— start Text block —

Review Summary: A brainiac in fact, son - you mainly lack attraction.
After Encore, Eminem just kinda started to lose it. Whatever magic was flowing through the albums from
Slim Shady LP to
The Eminem Show had fizzled out come
Encore. The best songs on
Encore felt more like holdovers from
The Eminem Show, stuff that was thrown onto another album in order to keep the length down. After
Encore, the general quality of Em's records started to go down, down, down, resulting in the mediocre
Music To Be Murdered By and the godawful
Revival, an LP so bad it barely even sounds like the king sh*t that Eminem was throwing down in the early 2000's.
Given how underwhelming Eminem's stuff became, I thought it'd be nice to walk all the way back to the winter of '96, traveling back in time to a pretty cool and interesting point in Eminem's career when he wasn't the white king of hip-hop or the failing, tryhard rapper he is now. Instead, he started out as someone in between, a young, upstart dude with a lot of talent but not a lot of polish. This resulted in
Infinite a surprisingly great album whose only real problem is the fact that it just doesn't *quite* sound like the Em we'd come to know and love.

— end Text block —
— start Material supplied —

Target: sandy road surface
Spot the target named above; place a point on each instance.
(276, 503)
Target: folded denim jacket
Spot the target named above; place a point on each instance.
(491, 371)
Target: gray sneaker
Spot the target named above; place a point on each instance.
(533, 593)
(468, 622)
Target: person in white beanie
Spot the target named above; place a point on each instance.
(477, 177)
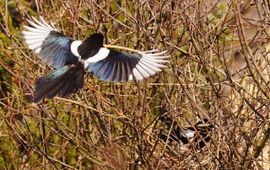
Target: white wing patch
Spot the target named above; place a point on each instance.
(74, 47)
(37, 33)
(150, 64)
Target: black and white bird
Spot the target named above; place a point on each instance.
(199, 133)
(73, 58)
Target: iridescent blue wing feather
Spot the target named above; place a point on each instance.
(122, 67)
(49, 44)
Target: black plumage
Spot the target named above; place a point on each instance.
(72, 58)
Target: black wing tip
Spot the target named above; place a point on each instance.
(61, 82)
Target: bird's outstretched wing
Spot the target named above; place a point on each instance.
(51, 46)
(122, 67)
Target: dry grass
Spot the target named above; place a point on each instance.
(219, 70)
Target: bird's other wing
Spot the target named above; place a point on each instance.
(49, 44)
(122, 67)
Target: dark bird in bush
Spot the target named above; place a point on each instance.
(73, 58)
(199, 133)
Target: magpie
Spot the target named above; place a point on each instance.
(199, 133)
(72, 58)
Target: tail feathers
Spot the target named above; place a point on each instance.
(61, 82)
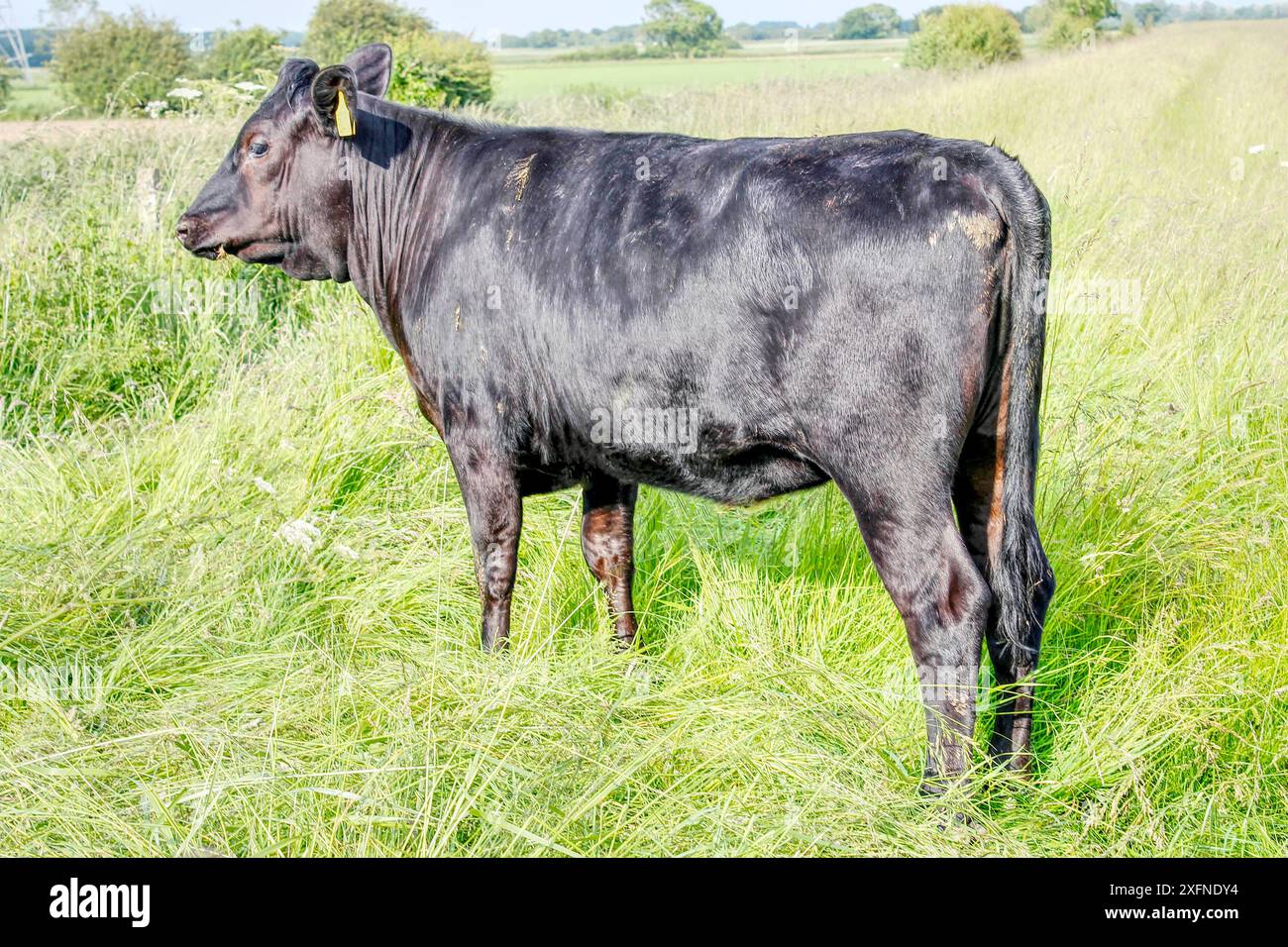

— end Material supplied —

## Exercise requirements:
1: In the Eminem album review, which LP is called so bad that it barely sounds like the Eminem of the early 2000s?
2: Translate this sentence from the Eminem album review into French: "The best songs on Encore felt more like holdovers from The Eminem Show, stuff that was thrown onto another album in order to keep the length down."
3: Write the next part of the Eminem album review, starting after its final sentence.
The dataset items are not needed for this work.

## Solved tasks:
1: Revival.

2: Les meilleures chansons d'Encore ressemblaient davantage à des restes de The Eminem Show, des morceaux ajoutés à un autre album afin d'en limiter la durée.

3:
You wouldn't think that at the start of the record, tho, because the title track is easily one of Eminem's most GOATed tracks. "Infinite" has a dope, space-like, 90s lo-fi beat and it's full of insane multisyllabic and internal rhymes like "My acapella releases plastic masterpieces through telekinesis that eases you mentally, gently, sentimentally, instrumentally with entity dementedly meant to be Infinite." Like, that's some crazy-good stuff! "Infinite" does seem to lack a theme and feels more like clever boasting, but I'll be damned if it's not *excellent* boasting; "Infinite" is both fun and super chill, and that's actually where a lot of the songs on this record exist. A lot of these songs just exude a sense of fun, and, in my eyes, the low-budget nature of the beats actually add a charming, laidback vibe to
Infinite.
"It's OK" sounds like an evening stroll through a run-down ghetto town, and the electric pianos and echoes in "Maxine" add a cool kind-of-underwater sound to the whole song. "Never 2 Far" is full of energy and features a beat I could totally hear on an old 90's video game, "313" and "Open Mic" are fire tracks where Eminem and his homies just spit verses between one another, almost like a long-form rap battle, and "Searchin" is probably the most pop Eminem's ever been, featuring an RnB vocalist singing and adding some girlish charm to the chorus... and unironic lyrics of
love delivered from Eminem, where he actually seems to want the company and intimacy of another girl instead of rapping about how much he wants to kill women, like he became notorious for later on in his career.
It's so different from Eminem's later material!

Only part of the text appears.